◆ What is expected
Rescale the listing starting at the line that has "The query is: sunset glow in sky" and stopping after the line that has "[25,271,625,285]". Reproduce every line in that span, changing nothing except the bounding-box coordinates: multiply each by 0.9 and round to a whole number, halves up. Give only these lines.

◆ Rows
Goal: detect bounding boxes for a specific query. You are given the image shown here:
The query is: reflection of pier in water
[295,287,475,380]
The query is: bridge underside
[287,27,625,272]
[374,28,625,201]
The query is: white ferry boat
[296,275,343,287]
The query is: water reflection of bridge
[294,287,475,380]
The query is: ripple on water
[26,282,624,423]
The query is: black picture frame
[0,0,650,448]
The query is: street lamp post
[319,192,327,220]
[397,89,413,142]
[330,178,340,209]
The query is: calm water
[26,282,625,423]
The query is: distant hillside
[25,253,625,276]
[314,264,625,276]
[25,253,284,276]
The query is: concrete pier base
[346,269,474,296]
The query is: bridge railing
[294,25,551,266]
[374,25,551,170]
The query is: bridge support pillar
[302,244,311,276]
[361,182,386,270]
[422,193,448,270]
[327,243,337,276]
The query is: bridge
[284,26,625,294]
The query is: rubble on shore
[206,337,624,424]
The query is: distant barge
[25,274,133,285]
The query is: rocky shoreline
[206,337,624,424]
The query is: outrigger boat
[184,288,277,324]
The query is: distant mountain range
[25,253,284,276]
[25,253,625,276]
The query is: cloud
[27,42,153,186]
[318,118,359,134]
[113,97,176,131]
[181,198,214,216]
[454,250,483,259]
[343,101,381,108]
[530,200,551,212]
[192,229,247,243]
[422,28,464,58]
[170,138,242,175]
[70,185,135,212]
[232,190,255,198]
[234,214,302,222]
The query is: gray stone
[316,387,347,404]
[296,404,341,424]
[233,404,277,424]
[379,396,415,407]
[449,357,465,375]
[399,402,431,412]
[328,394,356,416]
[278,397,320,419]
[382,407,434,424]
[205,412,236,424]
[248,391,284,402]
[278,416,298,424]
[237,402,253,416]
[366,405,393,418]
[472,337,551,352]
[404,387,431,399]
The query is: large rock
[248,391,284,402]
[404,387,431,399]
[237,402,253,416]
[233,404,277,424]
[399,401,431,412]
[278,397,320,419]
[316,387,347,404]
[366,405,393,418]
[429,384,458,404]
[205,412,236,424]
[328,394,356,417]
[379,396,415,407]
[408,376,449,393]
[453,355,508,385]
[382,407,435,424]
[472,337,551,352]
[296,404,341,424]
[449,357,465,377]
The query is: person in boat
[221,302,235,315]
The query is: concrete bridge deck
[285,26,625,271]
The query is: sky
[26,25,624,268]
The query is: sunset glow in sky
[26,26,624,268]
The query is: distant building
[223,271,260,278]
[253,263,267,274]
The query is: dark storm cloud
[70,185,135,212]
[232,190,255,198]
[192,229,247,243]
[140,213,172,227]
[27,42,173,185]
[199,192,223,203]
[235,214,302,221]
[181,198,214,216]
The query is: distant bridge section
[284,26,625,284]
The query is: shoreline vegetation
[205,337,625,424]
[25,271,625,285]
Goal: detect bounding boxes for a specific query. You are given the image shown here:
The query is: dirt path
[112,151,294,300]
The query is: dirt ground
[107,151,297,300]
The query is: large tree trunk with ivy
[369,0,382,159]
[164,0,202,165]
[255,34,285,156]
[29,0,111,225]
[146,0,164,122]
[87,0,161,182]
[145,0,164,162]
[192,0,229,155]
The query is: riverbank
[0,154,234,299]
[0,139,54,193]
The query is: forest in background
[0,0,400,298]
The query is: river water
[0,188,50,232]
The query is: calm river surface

◆ The solution
The query is: sunset glow in sky
[23,23,562,241]
The query is: distant building
[201,244,234,250]
[228,237,240,247]
The query is: dark storm cloud
[63,167,122,191]
[209,171,230,178]
[173,206,222,219]
[126,192,155,204]
[24,38,156,167]
[179,173,201,183]
[212,193,272,199]
[163,178,193,194]
The query is: distant bridge section
[256,23,563,256]
The query is: shoreline vegetation
[185,303,563,382]
[23,244,563,257]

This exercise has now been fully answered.